> **Given entries**:
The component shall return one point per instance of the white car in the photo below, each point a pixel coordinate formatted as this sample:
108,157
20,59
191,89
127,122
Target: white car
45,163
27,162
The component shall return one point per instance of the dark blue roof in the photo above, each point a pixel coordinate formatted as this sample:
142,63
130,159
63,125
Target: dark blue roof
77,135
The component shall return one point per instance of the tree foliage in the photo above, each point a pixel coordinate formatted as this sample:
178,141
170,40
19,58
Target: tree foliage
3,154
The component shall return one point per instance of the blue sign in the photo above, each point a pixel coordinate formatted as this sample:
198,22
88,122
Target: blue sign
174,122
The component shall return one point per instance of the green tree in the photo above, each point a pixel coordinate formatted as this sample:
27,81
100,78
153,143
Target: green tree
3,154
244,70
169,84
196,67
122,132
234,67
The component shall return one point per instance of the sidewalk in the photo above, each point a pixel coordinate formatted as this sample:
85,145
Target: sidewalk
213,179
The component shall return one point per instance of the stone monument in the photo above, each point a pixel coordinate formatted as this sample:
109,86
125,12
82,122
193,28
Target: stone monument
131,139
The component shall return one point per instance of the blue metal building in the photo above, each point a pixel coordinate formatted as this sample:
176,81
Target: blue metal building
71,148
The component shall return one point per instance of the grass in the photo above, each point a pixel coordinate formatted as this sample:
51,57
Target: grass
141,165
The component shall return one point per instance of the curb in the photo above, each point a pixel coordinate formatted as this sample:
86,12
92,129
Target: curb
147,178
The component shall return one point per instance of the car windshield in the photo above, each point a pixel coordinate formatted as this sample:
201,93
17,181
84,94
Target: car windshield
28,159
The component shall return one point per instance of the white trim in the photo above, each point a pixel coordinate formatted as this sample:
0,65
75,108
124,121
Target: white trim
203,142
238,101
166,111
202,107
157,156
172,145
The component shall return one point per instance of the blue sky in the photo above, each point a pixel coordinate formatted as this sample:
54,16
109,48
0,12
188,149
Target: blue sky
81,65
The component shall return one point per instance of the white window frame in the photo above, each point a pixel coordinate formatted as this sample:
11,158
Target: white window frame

> **Exercise directions**: Retype the listing above word for word.

> **Reply**:
The component shall return one point per instance of the white car in the photo below, each point a pixel coordinate formatted as this sample:
108,157
20,59
191,89
127,122
Target: white car
45,163
27,162
The component shall return one point per instance of the dark blue roof in the photo above, each point a pixel coordinate formatted as this sample:
142,63
130,159
63,125
Target: dark blue roof
77,135
The component shall return one point per instance of the tree foliage in the photo above, each point a pixel coordinate formatted as this sample:
178,141
170,40
19,58
Target: tree foliage
3,154
The component shall return one point per instance of the blue sign in the photo above, each point a pixel coordinate formatted as this sample:
198,22
88,122
Target: blue sign
174,122
The component shall return one point per instance of the green tree in the photo above, each point a pixel coordinate formatted as this sample:
27,81
100,78
153,143
Target: green tree
3,154
244,70
169,84
196,67
122,132
234,67
The component shall return one point per instance of the sidewalk in the photo above, each point a pixel coordinate formatted as this sample:
85,145
Target: sidewalk
213,179
The component shall return one point per instance of the stone monument in the photo above, each point a pixel coordinate formatted as this sample:
109,86
125,12
82,122
193,28
Target: stone monument
131,139
The component shall return one point per instance of the blue metal building in the photo above, each point a pixel coordinate formatted as this sample:
176,81
Target: blue metal building
71,148
The component shall return one point per instance of the grass in the photo above, each point a pixel coordinate formatted as this sample:
51,57
Target: grass
141,165
The component shall return one point per instance of the curb in the photo above, each point a pixel coordinate formatted as this sample:
86,12
92,129
Target: curb
147,178
The component shall return one point per instance of the car windshield in the photo above, each point a pixel coordinate formatted as this sample:
201,93
17,181
84,94
Target: car windshield
28,159
The component shall return one point per instance of the white trim in the photo above, each point a pixel coordinate formatted as this sample:
0,65
75,108
124,121
Target: white trim
203,142
238,101
166,111
202,107
157,156
172,145
The component shall return one point per instance of the blue sky in the photo above, each point a pixel coordinate formatted as this sample:
54,16
109,48
0,12
188,149
Target: blue sky
81,65
The component shall return one point per instance of the white window frame in the photo above, each point a pixel coordinate formatted as this sample:
11,158
Target: white window frame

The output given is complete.